> **WRITTEN REQUEST**: Copy every line of the records below word for word, from the first to the last. Omit the pictures from your copy.

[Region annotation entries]
-----
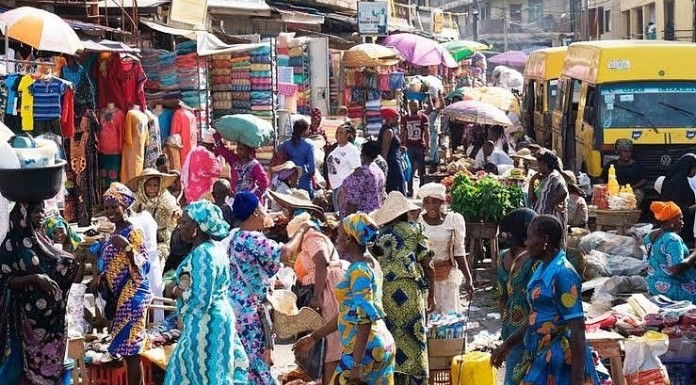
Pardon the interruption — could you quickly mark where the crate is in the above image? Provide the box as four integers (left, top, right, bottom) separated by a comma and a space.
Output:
87, 362, 128, 385
663, 361, 696, 385
428, 369, 452, 385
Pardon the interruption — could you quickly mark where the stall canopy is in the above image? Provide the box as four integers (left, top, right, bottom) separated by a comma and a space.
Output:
140, 19, 259, 56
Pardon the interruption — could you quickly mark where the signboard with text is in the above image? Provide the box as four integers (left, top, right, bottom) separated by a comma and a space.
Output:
358, 1, 389, 36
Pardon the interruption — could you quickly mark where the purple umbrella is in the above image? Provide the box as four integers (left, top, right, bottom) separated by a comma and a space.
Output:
488, 51, 527, 68
382, 33, 459, 68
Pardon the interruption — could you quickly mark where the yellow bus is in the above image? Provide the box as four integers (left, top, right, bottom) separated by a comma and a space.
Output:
552, 40, 696, 179
522, 47, 568, 147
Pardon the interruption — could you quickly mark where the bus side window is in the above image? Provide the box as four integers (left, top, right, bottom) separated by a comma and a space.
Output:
582, 86, 597, 127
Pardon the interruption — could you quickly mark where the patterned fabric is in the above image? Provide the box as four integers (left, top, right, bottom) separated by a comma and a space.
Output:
227, 230, 281, 385
294, 229, 345, 362
186, 201, 230, 239
104, 182, 135, 209
341, 163, 385, 215
0, 203, 78, 385
164, 242, 249, 385
44, 216, 82, 252
341, 212, 378, 246
133, 176, 181, 261
513, 251, 599, 385
101, 225, 152, 357
330, 262, 396, 385
181, 147, 222, 202
643, 232, 696, 301
376, 222, 431, 385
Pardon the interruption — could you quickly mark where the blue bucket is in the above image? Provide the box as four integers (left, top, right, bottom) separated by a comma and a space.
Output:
60, 358, 75, 385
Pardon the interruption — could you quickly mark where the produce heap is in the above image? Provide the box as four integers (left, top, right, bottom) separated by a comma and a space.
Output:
442, 172, 524, 223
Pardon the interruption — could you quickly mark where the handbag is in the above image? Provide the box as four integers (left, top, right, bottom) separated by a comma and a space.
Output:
230, 230, 274, 349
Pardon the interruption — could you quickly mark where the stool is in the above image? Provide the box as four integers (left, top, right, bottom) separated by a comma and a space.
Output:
466, 222, 500, 279
68, 337, 89, 385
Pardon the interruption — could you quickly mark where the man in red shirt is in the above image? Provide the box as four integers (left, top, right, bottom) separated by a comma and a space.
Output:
401, 100, 430, 197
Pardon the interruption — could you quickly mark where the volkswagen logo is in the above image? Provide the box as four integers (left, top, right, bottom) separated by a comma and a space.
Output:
660, 154, 672, 167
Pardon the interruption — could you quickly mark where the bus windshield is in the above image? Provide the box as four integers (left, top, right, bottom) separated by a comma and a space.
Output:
598, 81, 696, 128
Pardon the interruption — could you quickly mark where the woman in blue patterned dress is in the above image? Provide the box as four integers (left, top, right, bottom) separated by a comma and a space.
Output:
227, 191, 309, 385
164, 201, 249, 385
97, 182, 152, 385
643, 202, 696, 301
497, 208, 537, 385
294, 213, 396, 385
491, 215, 599, 385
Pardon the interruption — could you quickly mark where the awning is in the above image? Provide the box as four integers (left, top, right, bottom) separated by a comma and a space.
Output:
208, 0, 271, 16
82, 39, 140, 53
99, 0, 171, 8
278, 9, 324, 25
140, 19, 269, 56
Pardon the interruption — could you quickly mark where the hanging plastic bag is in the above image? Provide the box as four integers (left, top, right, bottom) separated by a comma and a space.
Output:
401, 153, 413, 183
624, 331, 670, 385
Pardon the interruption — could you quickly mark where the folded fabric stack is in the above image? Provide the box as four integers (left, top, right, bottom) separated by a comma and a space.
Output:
248, 45, 275, 117
365, 99, 382, 136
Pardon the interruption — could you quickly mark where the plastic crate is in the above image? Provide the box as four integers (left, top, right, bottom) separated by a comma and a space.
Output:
87, 364, 128, 385
428, 369, 452, 385
663, 361, 696, 385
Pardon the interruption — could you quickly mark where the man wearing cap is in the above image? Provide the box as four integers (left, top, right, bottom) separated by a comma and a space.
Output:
401, 100, 430, 196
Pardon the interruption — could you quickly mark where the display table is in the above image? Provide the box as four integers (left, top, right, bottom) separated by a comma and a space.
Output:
-----
> **OUTPUT BELOW**:
Pardon the interruption — could you quickly mark where the crate is in the above image? Provide the box as four integers (left, top, right, bottom) separated by a comma and a space.
Output:
87, 362, 128, 385
663, 361, 696, 385
428, 369, 452, 385
Pardon the interruption — could you quickly mark where the stall canopy is in the above image? Provide the box as four integers (left, top, right, bottom) separated by a comma and a space.
Output:
140, 19, 259, 56
Pardon the interruption — could you quickly mark where the signboard with text is in the above image? Provide the box as four integers (left, top, right, bottom) separated by a comma and a space.
Output:
358, 1, 389, 36
Pardon the interruption — could you quickly mark where the purple umbrella is in the above image? Provide the box as four integers (left, top, right, bottom) separated by a comma and a space.
Output:
488, 51, 527, 68
382, 33, 459, 68
Pardon the interruption — could you quickly mark where the yellow bus is in the above image? Provide the box as four integers (left, top, right, bottom) separated by a comma and a space.
Output:
552, 40, 696, 179
522, 47, 568, 147
Pardon the interruption — could you quickly mark where the bus side window is in the above image? Provide the box as four integers (left, top, right, bottom) separated by a comma and a space.
Output:
582, 86, 597, 127
Pardon the interruption — could you quickly mark where the patterned fabric is in the above image? Provide the box as four integers (left, top, right, bottom) separated by a comma and a space.
Output:
227, 230, 281, 385
294, 229, 345, 362
186, 201, 230, 239
104, 182, 135, 209
341, 163, 385, 215
0, 203, 78, 385
164, 242, 249, 385
44, 216, 82, 252
341, 212, 378, 246
133, 176, 181, 261
513, 251, 599, 385
101, 225, 152, 357
330, 262, 396, 385
181, 147, 222, 202
643, 232, 696, 301
376, 222, 431, 385
Pardon the interruption — could you quickly mark where the blue bucket is in the above image? Provide the box as four integers (left, top, right, bottom) separated by a comma and a space.
Output:
60, 358, 75, 385
Pardon the interruption — could you quickly mark where the produce heap is in the above image? Provide the box as four integers (left, top, right, bottom) separated by a comma and a space.
Output:
442, 172, 524, 223
Pardon the interruption — could you quickly mark where the handbag is in the above image? Provide the box as four integers (left, top, right, bottom) separated by a comma and a space.
Output:
230, 230, 274, 349
Pardon the interruption — could you quickly mark where the stool is in the above image? Provide the box as four integers (left, top, right, bottom) separated by a comma and a space.
Output:
466, 222, 500, 279
68, 337, 89, 385
Pardon the interruption — could you quickly mark where the man in red shirt is in the above image? Provide the box as four integers (left, top, right, bottom) separated by a comma and a space.
Output:
401, 100, 430, 197
Pardon the interruption — could you quickly mark where the volkswagen logo is in the above image? Provide the box as four integers (left, top, right, bottom) separated by a comma and a space.
Output:
660, 154, 672, 167
Pardon the interruption — could you quickly mark where the bus windshield is in the above image? Provide the box as four integers (left, top, right, bottom) separated by a comma and a space.
Output:
598, 81, 696, 128
Pardon the interruption — could you quickly mark where the woman in blue patterned dress is in the above image? Provide the box as four integers (left, top, right, bottom) separated by a comma and a space.
Output:
227, 191, 309, 385
164, 201, 249, 385
97, 182, 152, 385
643, 202, 696, 301
497, 208, 537, 385
294, 213, 396, 385
491, 215, 599, 385
Pardon the interruption — could you quickly mark where the awning is in the above image? Provide the box as four integers (left, top, right, bottom) separated by a comma and a space.
Output:
208, 0, 271, 16
82, 39, 140, 53
99, 0, 171, 8
278, 9, 324, 25
140, 19, 269, 56
Pardon the interruption — could you quickly mark where the hanging plastic bag is in the above image? Provide the box as four integers (left, top, right, bottom) separated by a comma and a space.
Output:
401, 153, 413, 183
624, 331, 670, 385
Pardon the interruption — could you quickly mark where the folded fabric stack is in the above image? Provide the box as four integers (left, top, right, bottom) separated by a comma and a space.
Output:
248, 45, 275, 117
365, 99, 382, 136
Pardon the interruption — could you quickly mark where the plastic crate is in the above image? Provide the box as four integers (left, top, right, bottom) separated by a comma and a space.
Output:
87, 364, 128, 385
428, 369, 452, 385
663, 361, 696, 385
Pardon the interruption — could you quickly mark where the man wearing cap is in the above image? Provide the box as four integers (left, top, right, bottom) separated by a comma and a space.
Output:
401, 100, 430, 196
Pardon the interruption — could you quickly mark where the display table is in the above image? Provide the box as four integers (left, top, right, bottom) separated by a comma and a space.
Output:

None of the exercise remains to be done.